[Excerpt from a dataset]

----

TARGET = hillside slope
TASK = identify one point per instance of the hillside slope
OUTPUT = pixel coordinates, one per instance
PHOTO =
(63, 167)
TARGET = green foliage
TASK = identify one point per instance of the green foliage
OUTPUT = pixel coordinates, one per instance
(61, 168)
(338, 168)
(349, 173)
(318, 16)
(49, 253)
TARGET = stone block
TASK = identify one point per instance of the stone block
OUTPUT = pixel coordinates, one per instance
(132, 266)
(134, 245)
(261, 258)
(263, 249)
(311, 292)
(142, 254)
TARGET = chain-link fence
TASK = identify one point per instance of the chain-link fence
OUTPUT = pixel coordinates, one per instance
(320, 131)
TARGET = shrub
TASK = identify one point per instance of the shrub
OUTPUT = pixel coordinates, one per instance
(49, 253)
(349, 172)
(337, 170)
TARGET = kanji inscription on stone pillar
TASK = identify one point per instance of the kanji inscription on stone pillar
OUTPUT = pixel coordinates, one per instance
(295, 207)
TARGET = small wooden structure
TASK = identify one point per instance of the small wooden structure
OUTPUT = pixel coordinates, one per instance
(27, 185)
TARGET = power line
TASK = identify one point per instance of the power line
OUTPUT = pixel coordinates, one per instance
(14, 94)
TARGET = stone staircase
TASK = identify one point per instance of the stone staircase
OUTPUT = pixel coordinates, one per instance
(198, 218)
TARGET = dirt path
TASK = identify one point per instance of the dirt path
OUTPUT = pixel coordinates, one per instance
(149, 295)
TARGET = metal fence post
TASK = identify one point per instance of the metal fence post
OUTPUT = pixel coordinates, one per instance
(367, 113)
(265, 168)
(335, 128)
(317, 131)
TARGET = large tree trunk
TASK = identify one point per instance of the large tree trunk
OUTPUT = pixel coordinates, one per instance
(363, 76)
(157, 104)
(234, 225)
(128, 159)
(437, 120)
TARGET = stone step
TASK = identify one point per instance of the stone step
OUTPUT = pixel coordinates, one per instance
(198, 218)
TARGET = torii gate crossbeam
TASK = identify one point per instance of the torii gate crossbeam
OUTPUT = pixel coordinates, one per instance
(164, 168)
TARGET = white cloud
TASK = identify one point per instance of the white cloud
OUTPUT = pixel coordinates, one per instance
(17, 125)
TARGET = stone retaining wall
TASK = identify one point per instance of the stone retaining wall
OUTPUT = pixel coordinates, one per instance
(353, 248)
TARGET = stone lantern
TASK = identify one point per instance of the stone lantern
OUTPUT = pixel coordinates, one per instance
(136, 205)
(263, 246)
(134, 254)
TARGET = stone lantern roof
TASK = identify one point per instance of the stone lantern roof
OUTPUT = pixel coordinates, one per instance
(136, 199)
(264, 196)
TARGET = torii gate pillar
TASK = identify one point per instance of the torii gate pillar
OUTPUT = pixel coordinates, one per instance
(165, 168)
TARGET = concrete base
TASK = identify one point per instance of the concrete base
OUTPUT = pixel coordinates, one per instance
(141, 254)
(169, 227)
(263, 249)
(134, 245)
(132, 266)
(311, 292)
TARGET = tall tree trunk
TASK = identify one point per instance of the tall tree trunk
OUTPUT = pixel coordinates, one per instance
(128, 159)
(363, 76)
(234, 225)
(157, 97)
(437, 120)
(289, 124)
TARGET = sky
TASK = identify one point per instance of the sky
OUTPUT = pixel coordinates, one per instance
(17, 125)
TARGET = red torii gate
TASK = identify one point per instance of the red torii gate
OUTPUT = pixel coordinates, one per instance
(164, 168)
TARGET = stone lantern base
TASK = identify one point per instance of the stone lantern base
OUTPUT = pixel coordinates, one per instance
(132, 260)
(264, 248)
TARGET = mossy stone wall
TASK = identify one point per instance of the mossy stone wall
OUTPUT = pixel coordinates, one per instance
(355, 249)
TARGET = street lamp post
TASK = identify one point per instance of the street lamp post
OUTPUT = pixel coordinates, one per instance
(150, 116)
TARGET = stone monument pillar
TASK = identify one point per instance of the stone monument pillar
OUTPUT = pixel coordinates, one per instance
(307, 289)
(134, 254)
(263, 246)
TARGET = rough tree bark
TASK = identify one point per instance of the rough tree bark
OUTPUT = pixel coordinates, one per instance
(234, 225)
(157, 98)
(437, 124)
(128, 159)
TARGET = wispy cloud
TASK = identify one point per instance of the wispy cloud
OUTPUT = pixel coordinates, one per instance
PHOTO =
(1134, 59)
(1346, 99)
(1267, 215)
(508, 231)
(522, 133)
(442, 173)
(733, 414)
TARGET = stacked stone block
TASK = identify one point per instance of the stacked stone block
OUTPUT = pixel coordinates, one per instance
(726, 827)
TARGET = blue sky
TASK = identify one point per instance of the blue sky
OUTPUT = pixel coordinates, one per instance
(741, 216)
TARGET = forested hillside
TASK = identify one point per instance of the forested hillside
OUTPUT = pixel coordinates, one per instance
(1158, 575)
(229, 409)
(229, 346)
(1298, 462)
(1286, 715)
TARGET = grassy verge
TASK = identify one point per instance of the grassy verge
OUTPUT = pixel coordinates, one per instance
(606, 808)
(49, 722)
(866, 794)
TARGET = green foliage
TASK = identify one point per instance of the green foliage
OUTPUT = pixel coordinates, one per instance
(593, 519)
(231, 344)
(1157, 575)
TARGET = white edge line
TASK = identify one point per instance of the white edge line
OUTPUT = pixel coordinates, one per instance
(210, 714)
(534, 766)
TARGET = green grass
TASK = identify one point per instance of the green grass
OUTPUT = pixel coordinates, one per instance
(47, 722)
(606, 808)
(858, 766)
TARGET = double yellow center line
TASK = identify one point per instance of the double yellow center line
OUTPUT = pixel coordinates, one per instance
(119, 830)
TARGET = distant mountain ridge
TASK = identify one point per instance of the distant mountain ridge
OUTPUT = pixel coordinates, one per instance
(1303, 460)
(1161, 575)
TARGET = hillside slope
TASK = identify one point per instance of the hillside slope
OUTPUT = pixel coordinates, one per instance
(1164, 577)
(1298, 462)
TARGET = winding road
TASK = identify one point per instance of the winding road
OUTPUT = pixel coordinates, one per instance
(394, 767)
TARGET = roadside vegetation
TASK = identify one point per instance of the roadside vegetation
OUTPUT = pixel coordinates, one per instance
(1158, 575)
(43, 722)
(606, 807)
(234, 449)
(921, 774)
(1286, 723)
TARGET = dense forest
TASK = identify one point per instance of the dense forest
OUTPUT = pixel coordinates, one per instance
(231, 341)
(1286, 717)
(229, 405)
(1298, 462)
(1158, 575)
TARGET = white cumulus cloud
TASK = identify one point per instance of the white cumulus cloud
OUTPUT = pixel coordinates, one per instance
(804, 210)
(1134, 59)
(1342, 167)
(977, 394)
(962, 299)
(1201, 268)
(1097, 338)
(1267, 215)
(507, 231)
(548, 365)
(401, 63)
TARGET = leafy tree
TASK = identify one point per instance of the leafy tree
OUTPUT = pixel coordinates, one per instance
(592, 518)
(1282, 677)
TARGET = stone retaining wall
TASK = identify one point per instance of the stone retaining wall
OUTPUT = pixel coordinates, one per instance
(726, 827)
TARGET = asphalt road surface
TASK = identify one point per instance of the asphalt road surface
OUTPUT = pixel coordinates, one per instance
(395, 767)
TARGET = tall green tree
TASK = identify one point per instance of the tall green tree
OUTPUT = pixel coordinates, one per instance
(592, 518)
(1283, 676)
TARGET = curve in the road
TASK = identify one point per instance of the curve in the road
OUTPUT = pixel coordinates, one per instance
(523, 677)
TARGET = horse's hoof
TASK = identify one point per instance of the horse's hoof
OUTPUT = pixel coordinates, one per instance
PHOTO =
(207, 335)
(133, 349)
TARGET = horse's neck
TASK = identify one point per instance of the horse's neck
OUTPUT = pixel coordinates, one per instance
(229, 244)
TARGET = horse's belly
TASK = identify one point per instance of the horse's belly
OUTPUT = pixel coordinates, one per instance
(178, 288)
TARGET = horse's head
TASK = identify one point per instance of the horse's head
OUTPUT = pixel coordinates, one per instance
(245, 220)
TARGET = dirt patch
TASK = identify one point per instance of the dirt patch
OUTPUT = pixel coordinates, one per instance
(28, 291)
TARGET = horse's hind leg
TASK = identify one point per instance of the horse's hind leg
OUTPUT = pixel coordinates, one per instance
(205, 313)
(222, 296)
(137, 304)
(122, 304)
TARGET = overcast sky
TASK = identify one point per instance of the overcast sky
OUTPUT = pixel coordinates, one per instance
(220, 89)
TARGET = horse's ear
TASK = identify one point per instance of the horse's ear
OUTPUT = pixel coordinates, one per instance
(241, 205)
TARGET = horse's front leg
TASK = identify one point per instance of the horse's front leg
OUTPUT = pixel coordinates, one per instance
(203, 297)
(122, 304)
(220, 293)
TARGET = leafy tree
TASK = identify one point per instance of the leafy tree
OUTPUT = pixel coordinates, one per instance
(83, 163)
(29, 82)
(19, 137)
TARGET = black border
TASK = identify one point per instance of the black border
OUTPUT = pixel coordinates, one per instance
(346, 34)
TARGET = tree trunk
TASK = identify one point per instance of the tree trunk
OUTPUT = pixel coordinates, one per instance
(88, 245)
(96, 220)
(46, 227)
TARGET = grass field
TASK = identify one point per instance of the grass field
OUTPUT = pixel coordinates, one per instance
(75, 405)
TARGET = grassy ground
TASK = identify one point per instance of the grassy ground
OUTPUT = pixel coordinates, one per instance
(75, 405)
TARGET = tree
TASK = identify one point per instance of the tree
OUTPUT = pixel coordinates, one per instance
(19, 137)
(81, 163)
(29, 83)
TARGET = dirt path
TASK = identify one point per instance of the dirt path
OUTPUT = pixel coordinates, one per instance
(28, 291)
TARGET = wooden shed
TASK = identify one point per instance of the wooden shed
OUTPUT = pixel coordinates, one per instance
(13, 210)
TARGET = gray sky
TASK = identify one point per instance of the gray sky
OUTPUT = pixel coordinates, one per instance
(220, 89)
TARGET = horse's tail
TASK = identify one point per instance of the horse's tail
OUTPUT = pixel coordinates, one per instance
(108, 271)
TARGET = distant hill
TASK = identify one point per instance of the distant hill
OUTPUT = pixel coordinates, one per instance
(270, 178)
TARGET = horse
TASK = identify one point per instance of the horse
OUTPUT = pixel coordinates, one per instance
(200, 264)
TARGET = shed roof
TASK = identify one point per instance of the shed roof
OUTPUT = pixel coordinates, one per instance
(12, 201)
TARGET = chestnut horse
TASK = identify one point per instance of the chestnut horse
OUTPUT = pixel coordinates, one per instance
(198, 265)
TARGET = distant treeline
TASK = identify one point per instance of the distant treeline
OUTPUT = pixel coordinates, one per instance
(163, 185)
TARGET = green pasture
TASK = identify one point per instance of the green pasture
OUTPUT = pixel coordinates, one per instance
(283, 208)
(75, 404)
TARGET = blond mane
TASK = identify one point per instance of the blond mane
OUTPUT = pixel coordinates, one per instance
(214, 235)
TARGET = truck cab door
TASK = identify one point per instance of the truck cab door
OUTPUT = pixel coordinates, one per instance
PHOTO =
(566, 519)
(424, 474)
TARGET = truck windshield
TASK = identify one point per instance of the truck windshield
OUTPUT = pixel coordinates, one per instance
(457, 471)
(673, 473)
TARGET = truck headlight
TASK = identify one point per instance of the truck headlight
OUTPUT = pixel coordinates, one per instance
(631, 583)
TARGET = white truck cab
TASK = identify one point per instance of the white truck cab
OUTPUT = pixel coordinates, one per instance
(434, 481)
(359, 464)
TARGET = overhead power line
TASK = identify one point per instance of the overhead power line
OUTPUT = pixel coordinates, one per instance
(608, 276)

----

Extract exactly the lines between the line containing "TARGET = horse's tail" and the end of the data, including both.

TARGET = horse's tail
TASK = identify one point per instance of the horse's tail
OUTPUT = pixel coordinates, one per instance
(108, 271)
TARGET = distant hill
TASK = identify one point per instance of the distant hill
OUTPUT = pixel coordinates, one per instance
(270, 178)
TARGET = horse
TASK = identify one point per instance of the horse
OUTPUT = pixel coordinates, one per instance
(200, 264)
TARGET = shed roof
TASK = identify one point per instance of the shed roof
OUTPUT = pixel coordinates, one per instance
(12, 201)
TARGET = chestnut horse
TASK = identify one point per instance of the chestnut horse
OUTPUT = pixel coordinates, one per instance
(198, 265)
TARGET = distant treeline
TASK = identify one point per instance of the distant treeline
OUTPUT = pixel coordinates, one per instance
(163, 185)
TARGET = green pasture
TASK = identify one point per instance of the green pasture
OUTPUT = pixel coordinates, one per instance
(283, 208)
(75, 404)
TARGET = blond mane
TASK = identify one point per instance of the blond mane
OUTPUT = pixel coordinates, one per instance
(214, 235)
TARGET = truck cab door
TASK = identify one point per instance of the truck cab door
OUTPUT = pixel coordinates, one per instance
PHOTO =
(566, 519)
(424, 474)
TARGET = truck windshield
TASK = identify one point per instance of the truck windshield
OUTPUT = pixel coordinates, one per instance
(457, 471)
(673, 473)
TARGET = truck headlight
TASK = identify one point per instance of the truck headlight
OUTPUT = pixel coordinates, one per instance
(631, 583)
TARGET = white truck cab
TASK = identify one point per instance of the white truck cab
OUTPUT = pixel coordinates, one per instance
(434, 481)
(359, 464)
TARGET = overhead power line
TASK = identify one point per instance of the overhead power line
OUTPUT = pixel coordinates, one per instance
(608, 276)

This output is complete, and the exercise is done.